■ **Exercise description**
Rewrite the records below, changing each "snug" to "tight" and leaving everything else untouched.

■ **Stored data**
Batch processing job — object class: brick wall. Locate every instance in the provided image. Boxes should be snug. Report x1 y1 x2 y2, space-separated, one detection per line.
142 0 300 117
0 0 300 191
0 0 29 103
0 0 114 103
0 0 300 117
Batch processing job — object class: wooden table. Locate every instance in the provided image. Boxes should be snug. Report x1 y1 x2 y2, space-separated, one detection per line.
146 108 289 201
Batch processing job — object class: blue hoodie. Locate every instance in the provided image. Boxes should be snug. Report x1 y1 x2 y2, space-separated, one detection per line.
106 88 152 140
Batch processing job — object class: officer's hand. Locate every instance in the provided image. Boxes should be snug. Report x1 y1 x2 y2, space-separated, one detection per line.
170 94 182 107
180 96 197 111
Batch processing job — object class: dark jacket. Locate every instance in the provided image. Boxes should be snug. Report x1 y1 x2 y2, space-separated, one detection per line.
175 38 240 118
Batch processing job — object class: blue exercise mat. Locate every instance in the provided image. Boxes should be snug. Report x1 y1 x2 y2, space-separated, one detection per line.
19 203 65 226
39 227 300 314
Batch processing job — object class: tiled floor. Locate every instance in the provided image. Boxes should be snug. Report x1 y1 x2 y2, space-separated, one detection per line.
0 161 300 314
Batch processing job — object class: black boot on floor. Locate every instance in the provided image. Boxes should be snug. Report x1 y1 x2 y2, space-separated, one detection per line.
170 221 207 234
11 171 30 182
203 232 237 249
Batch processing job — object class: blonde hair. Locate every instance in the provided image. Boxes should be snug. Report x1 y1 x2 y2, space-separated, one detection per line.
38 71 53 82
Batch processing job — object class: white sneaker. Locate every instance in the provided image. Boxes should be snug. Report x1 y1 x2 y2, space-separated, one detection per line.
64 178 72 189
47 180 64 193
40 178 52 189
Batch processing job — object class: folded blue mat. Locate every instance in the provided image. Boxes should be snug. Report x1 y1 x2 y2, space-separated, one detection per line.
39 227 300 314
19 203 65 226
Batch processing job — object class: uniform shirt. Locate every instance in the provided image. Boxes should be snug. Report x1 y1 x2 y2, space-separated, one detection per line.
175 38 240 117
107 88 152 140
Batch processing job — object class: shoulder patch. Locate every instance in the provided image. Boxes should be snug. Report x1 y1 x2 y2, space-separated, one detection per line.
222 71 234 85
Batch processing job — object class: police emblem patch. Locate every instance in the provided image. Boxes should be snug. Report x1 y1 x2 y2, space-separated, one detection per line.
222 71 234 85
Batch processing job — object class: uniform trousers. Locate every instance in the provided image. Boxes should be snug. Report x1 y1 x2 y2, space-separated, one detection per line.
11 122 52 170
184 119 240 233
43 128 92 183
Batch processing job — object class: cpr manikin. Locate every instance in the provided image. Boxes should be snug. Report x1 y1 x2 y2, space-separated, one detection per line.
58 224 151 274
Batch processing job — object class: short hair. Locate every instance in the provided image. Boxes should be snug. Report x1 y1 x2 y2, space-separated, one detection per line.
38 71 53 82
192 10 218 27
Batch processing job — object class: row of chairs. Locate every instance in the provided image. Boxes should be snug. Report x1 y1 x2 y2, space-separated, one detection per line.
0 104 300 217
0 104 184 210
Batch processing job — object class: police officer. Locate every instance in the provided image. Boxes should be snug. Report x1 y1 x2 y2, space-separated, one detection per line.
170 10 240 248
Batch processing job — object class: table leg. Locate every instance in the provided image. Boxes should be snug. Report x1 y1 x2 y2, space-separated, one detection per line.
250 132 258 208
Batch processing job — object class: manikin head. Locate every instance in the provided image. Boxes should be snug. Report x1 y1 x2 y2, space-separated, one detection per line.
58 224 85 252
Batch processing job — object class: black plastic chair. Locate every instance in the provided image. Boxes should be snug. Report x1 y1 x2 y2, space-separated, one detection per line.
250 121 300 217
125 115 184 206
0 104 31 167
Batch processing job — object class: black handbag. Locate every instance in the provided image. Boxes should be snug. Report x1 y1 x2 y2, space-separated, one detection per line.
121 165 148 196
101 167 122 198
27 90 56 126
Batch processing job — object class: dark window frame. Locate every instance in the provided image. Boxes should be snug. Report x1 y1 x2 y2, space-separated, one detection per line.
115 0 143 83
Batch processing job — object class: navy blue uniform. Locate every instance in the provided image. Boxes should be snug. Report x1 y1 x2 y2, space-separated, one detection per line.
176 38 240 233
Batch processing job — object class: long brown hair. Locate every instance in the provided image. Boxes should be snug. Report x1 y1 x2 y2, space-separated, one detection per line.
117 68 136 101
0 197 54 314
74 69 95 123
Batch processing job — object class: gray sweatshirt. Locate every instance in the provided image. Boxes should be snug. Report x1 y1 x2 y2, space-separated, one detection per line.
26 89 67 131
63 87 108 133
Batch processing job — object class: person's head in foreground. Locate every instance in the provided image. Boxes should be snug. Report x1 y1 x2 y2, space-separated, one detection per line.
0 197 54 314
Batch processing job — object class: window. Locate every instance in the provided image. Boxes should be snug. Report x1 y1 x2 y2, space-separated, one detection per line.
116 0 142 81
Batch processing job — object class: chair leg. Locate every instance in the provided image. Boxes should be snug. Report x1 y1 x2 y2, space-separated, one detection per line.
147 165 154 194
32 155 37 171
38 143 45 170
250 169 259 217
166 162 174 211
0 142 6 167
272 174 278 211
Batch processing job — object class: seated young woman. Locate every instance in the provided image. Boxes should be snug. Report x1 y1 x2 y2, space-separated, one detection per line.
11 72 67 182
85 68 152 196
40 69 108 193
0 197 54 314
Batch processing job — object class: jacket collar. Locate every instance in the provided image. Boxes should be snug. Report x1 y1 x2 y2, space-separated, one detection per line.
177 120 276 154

■ **Response to this exercise**
Batch processing job — object class: brick wall. Locate every instance in the provided image. Boxes should be tight. Report x1 y1 x2 y2, space-separated, one detection per line.
142 0 300 117
0 0 300 191
0 0 29 103
0 0 114 103
0 0 300 117
Batch processing job — object class: wooden table. Locate every instance in the provided image. Boxes should be tight. Report x1 y1 x2 y2, space-separated, one detection per line.
146 108 289 201
Batch processing job — object class: blue hoodie. Locate every instance in the provided image. Boxes should be tight. Report x1 y1 x2 y2, space-separated, one detection per line.
106 88 152 140
Batch processing job — object class: officer's hand. Locate every instance in the provided image. Boxes should be tight. Report x1 y1 x2 y2, space-separated, one detection per line.
170 94 182 107
180 96 197 111
Batch processing job — object class: dark jacket. Locate every instance in the provided image. Boxes should be tight. Report x1 y1 x2 y2, space-separated, one detection per line.
175 38 240 118
Batch processing job — object class: blue exercise mat. Locate every instance in the provided image. Boxes should be tight. Report x1 y1 x2 y2, space-separated, one detection per line.
19 203 65 226
39 227 300 314
Batch processing job — object class: tiled floor. Locate every instance in the provided image. Boxes should be tight. Report x1 y1 x2 y2, space-separated, one detection per line.
0 161 300 314
Batch processing job — object class: black boot on floor. Locate every instance in the provided image. Boxes should be tight. Report x1 y1 x2 y2, space-separated, one detection per line.
170 221 207 234
11 171 30 182
203 232 237 249
Batch processing job — object class: blonde hair. Locate every instance in the provided image. Boxes should be tight. Report x1 y1 x2 y2, space-separated, one detection per line.
38 71 53 82
Batch processing job — object class: white sneaker. Locate every instance in the provided image. Boxes should be tight. Report x1 y1 x2 y2, space-separated, one detection per line.
64 178 72 189
47 180 64 193
40 178 52 189
Batch processing job — object class: folded blue mat. Locate every instance in the provided image. Boxes should be tight. Report x1 y1 x2 y2, space-separated, one detection per line.
39 227 300 314
19 203 65 226
Batch processing job — object class: uniform shirt. Locate every instance in the provided image. Boxes should be tight. Report x1 y1 x2 y2, space-separated, one detection per line.
175 38 240 117
107 88 152 140
Batch processing job — object class: shoulder patch. Locate every instance in the provided image. Boxes should be tight. Report x1 y1 x2 y2, space-separated, one detection per line.
222 71 234 85
Batch processing job — object class: police emblem patch. Locate every instance in the provided image. Boxes should be tight. Report x1 y1 x2 y2, space-separated, one detection per line.
222 71 234 85
Batch processing job — object class: uniform trousers. Locate every instance in the provided image. Boxes should be tight. Report x1 y1 x2 y2, space-separated, one detection per line.
11 122 52 170
184 119 240 233
43 128 92 183
Batch processing job — object class: cpr manikin. Locate every instance in the provided image. Boxes should be tight. Report x1 y1 x2 y2, space-separated, one detection per line.
58 224 151 274
Batch processing job — object class: short hair. Locate every instance in the provided image. Boxes should be tight. Report x1 y1 x2 y2, space-separated, one detection per line.
38 71 53 82
192 10 218 27
Batch processing job — object class: row of chairs. Locate every instance in the provided image. Boxes should be tight. Report x1 y1 x2 y2, space-separated, one detection per line.
0 104 300 217
0 104 184 210
Batch processing job — object class: police officer. Locate every instance in the provided image. Boxes should be tight. Report x1 y1 x2 y2, space-separated, one detection per line.
170 10 240 248
Batch processing job — object class: table leg. Locate every instance in the provided image. Boxes should be tight. Report x1 y1 x2 y2, space-separated, one detection per line.
250 132 258 208
Batch processing job — object class: manikin head. Locate every instance in the provided image. Boxes should be tight. Report x1 y1 x2 y2, space-separated, one detection per line.
58 224 85 252
Batch processing job — object class: black plastic chair. Locate every instance in the provided image. Boxes should be tight. Report x1 y1 x2 y2, space-separated, one detection per line.
250 121 300 217
125 115 184 206
0 104 31 167
Batch processing job — object class: black handbag. Locate every instance in the provided image. Boxes should be tight. Report x1 y1 x2 y2, space-separated, one detection per line.
121 165 148 196
101 167 122 198
27 90 56 126
Batch processing job — object class: dark window frame. Locate every instance in the provided image. Boxes should be tight. Report x1 y1 x2 y2, space-separated, one detection per line.
115 0 143 83
Batch processing job — object class: navy blue uniform. Locate every instance in the provided image. Boxes should be tight. Report x1 y1 x2 y2, space-separated, one detection per line.
176 38 240 233
Batch processing job — object class: long brown hair. Locate every instance in the provided image. Boxes should be tight. Report x1 y1 x2 y2, space-separated, one detection per line.
117 68 136 101
0 197 54 314
74 69 95 123
Batch processing job — object class: gray sweatshirt. Locate every instance in the provided image. Boxes should be tight. Report x1 y1 x2 y2, space-separated, one detection per line.
26 89 67 131
63 87 108 133
Batch processing job — object class: person's head in foreground. Locate every instance in the provided image. Boxes should be tight. Report x1 y1 x2 y2, space-separated, one detection per line.
0 197 54 314
Batch processing job — object class: window. Locate every instance in the provided image. Boxes should be tight. Report x1 y1 x2 y2, space-separated, one detection per line.
116 0 142 81
Batch processing job — object class: chair leg. Locate every instance in the provided image. Boxes should be tight. Report x1 y1 x2 y2, space-separated, one detection per line.
147 165 154 194
32 155 37 171
38 143 45 170
250 169 259 217
166 162 174 211
0 142 6 167
272 174 278 211
Batch processing job — object class: seated young woman. Locate every instance in the provided image. Boxes should be tight. Report x1 y1 x2 y2, space-separated, one detection per line.
11 72 67 182
85 68 152 196
40 69 108 193
0 197 54 314
Batch processing job — object class: jacket collar. Locate every instance in the provided image. Boxes should be tight. Report x1 y1 x2 y2, space-separated, one detection per line.
177 120 276 154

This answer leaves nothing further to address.